**BRIEF A**
Answer these questions using the forum thread about the Silva and Forrest fight below:
(i) In the post comparing Page and Silva, which of the two is said to hit harder?
(ii) What weight does Brown Ninja say Silva cannot walk through?
(iii) According to WARMachine, how many times did Fedor beat Cro Cop?
**BRIEF B**
From the forum thread about the Silva and Forrest fight, quote the passage starting with "He beat Nogueira" and going on through "Leites? Really now?".

**PROVIDED PASSAGE**
# # # # #

Im thinking forrest has a good chance, AS wil not man handle him like he did franklin and i think this will be a very good fight like forest vs bonner I

----------


## Brown Ninja

the only thing that worries me is if Griffen makes this a "Bonner" fight it will be a quick one. Forest has come a long way from those days but he has a tendency to want to brawl. Look at the Page fight, he held his own or got the better of most the stand up until he turned it into a brawl and the got dropped. I think Page hits harder than Silva but Silva is more accurate and will make those shots count.

----------


## Brown Ninja

Wouldnt it be ironic if the P4P hero got stopped by the guy who won Tuff???

***side note-fedor is and will always be P4P champ. Just threw that in there as a lot of people still view Silva as the best in the world

----------


## Biohazard74

I give the edge to Silva but think Griffin has a very good chance as well. He will be the way bigger guy at that weight and is no push over. I think Silva has the better chance of winning but will have to actually work to achieve this win.

----------


## therecanonlybe1

silva will KILL forrest...forrest has no chin..

----------


## icepick27

i think silva can walk through that weight class just as easy !

----------


## southmadejd

^^No way bro....There is no way Silva "walks through" this weight class. Too big of a talent pool. You take the top five from this division and pit them against each other and I truly believe that any one of them could beat the other one on any given day. This is probably the best division in MMA right now.

----------


## icepick27

fedor has never in his life foght a really good fighter ? he has never been tested at the highest level

----------


## icepick27

after the forrest fight we will see if he can walk through or not ,you are right lot of talent this is the 'BIGGEST" TEST FOR SILVA

----------


## Brown Ninja

Silva cannot walk thru 205. No way. Beating James Irvin is not making anyone a legend

----------


## WARMachine

> fedor has never in his life foght a really good fighter ? he has never been tested at the highest level


WTF are you talking about?

Hes beat *5! Former UFC HW champions!*

He beat Nogueira in his prime 2Xs!

He beat Cro Cop 2Xs!

He beat AA, Tim Sylvia, hes beat Mark Hunt, hes beat Ricardo Arona... I mean, hes literally beaten every person he has ever fought.

How can you say hes never been tested?


And Anderson Silva beats Rich Franklin, Henderson and who else?

Patrick Cote and Thales Leites? Really now?

----------


## NewMuscle83

^^^^^^^^^LOL come on war, why would you even waste your time responding to such idiotic troll comments. 

Anyways, going back to Silva, he's gonna have a good fight against forrest, but then he just needs to stay in that division. that's it.

# # # # #

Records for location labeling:
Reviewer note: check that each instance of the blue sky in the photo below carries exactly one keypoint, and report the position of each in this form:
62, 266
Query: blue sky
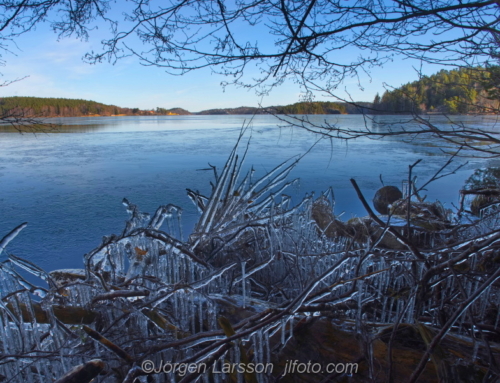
55, 69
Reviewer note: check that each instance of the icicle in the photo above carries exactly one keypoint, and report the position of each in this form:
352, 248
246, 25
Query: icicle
243, 283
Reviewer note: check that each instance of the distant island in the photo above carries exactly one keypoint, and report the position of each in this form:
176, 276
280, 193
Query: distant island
64, 107
459, 91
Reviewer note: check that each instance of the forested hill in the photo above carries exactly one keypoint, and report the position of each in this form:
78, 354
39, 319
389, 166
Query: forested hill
459, 91
314, 107
65, 107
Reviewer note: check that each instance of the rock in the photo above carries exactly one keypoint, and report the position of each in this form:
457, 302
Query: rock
481, 201
65, 276
384, 197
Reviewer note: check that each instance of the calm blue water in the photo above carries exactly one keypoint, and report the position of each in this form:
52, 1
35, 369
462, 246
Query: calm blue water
69, 185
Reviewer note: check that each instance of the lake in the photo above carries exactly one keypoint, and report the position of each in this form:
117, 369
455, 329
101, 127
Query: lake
69, 185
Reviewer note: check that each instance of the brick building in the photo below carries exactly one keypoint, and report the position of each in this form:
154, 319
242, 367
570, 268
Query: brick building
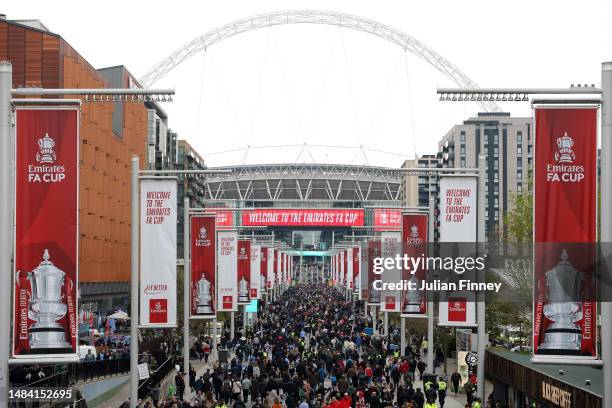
110, 134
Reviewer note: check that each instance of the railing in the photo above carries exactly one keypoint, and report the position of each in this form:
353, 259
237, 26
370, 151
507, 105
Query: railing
144, 388
72, 373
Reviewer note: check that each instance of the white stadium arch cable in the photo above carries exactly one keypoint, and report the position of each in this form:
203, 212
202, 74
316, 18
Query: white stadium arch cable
391, 34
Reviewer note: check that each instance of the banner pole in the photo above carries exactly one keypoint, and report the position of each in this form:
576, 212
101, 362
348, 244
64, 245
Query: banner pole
430, 301
403, 335
135, 224
386, 323
606, 225
374, 320
6, 219
186, 288
480, 304
232, 327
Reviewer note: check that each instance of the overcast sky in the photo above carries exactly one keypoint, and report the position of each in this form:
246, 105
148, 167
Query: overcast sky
326, 86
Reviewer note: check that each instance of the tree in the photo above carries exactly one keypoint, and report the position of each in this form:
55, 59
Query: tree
515, 306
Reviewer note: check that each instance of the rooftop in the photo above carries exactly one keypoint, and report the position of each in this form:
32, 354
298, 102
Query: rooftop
574, 375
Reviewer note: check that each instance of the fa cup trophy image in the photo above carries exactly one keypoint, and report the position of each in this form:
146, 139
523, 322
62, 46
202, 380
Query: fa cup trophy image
412, 299
47, 307
374, 294
563, 309
243, 290
203, 296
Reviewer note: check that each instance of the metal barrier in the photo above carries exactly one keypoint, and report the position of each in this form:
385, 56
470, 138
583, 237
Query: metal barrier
155, 379
69, 374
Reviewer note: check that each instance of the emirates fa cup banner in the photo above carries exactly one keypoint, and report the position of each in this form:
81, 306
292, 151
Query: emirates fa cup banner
227, 271
414, 242
263, 270
565, 232
276, 261
244, 271
373, 294
333, 269
271, 278
342, 275
256, 276
158, 206
348, 267
203, 266
356, 282
45, 309
363, 272
458, 223
391, 244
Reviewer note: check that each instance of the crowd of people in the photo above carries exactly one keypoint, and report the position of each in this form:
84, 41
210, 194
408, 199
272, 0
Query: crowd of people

# # # # #

**EXERCISE OUTPUT A**
(i) Page
(ii) 205
(iii) Twice

**EXERCISE OUTPUT B**
He beat Nogueira in his prime 2Xs!

He beat Cro Cop 2Xs!

He beat AA, Tim Sylvia, hes beat Mark Hunt, hes beat Ricardo Arona... I mean, hes literally beaten every person he has ever fought.

How can you say hes never been tested?


And Anderson Silva beats Rich Franklin, Henderson and who else?

Patrick Cote and Thales Leites? Really now?